Emit a verbatim copy of the lines running from the line with "Labeling rule: each instance of the rear taillight" through the end of the material below.

## Start Task input

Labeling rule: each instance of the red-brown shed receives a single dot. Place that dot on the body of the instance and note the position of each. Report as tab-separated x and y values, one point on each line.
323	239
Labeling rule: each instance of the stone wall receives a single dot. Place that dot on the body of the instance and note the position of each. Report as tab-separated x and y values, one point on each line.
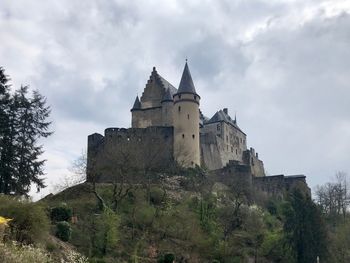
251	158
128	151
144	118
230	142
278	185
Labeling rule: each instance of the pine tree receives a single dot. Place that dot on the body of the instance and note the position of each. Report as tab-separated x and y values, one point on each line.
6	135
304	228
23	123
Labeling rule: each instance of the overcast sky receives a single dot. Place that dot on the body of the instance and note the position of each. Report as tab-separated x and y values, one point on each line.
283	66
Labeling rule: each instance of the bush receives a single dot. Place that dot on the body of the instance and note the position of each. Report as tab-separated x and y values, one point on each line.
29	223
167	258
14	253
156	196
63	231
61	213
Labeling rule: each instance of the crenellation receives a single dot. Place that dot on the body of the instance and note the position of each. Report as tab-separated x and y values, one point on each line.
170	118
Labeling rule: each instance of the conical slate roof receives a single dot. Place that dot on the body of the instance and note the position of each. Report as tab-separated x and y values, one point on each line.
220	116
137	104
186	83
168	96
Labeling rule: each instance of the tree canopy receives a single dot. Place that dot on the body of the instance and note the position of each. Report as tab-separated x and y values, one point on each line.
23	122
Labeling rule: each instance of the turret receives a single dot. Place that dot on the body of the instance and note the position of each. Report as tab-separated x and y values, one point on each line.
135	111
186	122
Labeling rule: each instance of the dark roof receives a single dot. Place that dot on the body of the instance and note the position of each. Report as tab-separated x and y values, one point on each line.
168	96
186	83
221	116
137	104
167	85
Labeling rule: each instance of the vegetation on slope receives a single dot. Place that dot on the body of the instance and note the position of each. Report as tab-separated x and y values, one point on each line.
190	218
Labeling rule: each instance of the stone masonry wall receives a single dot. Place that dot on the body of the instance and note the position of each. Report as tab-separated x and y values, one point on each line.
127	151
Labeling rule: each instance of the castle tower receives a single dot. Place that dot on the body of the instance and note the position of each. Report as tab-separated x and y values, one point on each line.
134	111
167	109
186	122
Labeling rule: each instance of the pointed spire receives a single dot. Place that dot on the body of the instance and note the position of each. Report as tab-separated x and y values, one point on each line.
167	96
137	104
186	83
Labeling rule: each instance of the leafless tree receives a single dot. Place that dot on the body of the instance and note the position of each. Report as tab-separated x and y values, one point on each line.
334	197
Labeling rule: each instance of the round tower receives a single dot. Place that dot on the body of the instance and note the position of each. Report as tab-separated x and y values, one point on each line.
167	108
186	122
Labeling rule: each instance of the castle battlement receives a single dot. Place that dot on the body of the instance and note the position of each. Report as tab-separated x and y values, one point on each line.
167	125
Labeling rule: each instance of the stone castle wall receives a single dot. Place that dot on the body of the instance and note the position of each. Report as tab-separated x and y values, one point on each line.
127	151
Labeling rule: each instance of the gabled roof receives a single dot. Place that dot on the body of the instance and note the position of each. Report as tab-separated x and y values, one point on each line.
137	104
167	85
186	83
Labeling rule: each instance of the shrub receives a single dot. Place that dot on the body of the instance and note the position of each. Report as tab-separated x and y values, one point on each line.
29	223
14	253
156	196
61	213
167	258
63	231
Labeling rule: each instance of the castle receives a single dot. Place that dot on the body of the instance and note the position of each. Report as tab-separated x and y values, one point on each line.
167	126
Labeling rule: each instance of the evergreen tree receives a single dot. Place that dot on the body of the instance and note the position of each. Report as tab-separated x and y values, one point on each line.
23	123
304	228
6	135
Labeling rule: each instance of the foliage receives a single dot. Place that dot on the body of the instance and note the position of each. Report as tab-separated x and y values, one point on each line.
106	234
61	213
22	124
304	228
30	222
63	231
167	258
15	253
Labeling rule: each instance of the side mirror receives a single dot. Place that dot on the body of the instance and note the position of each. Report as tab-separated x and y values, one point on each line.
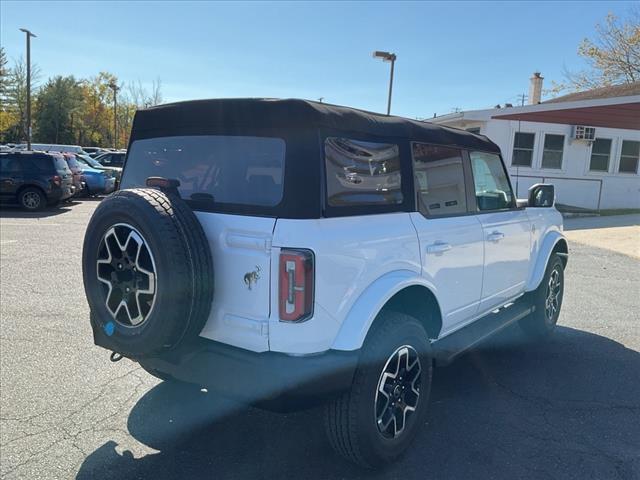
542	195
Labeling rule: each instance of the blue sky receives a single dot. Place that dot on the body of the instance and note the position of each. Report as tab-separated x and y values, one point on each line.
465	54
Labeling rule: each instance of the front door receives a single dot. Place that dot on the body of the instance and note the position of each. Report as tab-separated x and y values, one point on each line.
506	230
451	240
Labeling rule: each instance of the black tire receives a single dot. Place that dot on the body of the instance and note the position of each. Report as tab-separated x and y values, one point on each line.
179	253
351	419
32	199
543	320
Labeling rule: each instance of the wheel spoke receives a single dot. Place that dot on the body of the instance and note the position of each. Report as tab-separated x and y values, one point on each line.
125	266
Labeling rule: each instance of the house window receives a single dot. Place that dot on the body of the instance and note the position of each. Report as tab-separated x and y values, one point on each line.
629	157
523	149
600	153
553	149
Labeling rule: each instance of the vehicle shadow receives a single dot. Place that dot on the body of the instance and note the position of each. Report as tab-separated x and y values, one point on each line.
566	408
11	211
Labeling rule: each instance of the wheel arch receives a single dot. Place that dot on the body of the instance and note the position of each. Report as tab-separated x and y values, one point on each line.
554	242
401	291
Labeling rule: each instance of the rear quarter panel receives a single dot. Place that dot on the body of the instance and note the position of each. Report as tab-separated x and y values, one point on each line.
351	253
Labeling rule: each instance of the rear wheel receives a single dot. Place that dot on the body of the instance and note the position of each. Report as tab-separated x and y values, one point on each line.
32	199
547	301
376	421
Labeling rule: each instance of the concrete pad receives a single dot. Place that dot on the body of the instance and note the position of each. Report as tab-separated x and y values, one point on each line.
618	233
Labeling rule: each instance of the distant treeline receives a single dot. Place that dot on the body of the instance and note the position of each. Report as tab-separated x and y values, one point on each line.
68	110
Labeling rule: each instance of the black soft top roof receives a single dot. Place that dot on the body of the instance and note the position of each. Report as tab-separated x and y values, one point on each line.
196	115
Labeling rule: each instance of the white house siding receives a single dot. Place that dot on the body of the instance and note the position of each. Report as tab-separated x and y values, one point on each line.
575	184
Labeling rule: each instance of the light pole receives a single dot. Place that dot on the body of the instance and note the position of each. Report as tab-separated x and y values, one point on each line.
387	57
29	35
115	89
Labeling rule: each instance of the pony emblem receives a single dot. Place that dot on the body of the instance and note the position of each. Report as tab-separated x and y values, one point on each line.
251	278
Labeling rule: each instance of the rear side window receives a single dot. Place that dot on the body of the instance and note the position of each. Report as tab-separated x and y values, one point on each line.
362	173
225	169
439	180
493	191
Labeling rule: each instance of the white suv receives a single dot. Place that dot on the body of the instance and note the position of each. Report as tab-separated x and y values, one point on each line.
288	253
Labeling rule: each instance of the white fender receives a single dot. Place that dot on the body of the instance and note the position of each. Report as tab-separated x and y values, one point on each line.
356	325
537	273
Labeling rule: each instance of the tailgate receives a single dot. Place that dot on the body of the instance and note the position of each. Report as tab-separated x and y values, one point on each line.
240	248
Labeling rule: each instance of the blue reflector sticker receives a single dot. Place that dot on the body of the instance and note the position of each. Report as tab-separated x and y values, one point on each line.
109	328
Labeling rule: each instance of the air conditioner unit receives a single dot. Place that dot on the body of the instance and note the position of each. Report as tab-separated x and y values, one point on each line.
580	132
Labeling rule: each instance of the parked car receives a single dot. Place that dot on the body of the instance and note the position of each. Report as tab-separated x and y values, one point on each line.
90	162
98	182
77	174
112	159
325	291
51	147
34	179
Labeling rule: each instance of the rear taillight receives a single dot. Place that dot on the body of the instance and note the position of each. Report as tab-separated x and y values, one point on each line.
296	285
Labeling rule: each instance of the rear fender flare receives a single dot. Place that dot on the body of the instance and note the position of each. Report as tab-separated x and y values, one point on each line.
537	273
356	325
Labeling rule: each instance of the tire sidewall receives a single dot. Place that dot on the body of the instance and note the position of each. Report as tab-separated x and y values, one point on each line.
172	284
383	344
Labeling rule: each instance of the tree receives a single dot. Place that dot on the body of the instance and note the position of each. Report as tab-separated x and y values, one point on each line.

## End Task input

### Output below
Labeling rule: each instance of the rear taillight receives a single dot. Place that dot on the body of the instance and note the position of each. Report as tab-separated x and y values, one point on each line.
296	285
Labeling rule: each instance of the rear fender flare receives a single dot. Place that dot on the body of the instance and note the position of each. Report as tab-separated x and y values, one point on each line.
537	273
356	325
Labeling rule: each instance of the tire sidewall receives a single dot. Place that dot on the body of the instance and note the position of each. Report as tab-separated x and y values, one point on each line.
172	284
383	344
Labeling rule: each instance of the tree receives a single dot. Place that dot on the body of the instance and note the position of each. Report as tab-separated x and y values, one point on each line.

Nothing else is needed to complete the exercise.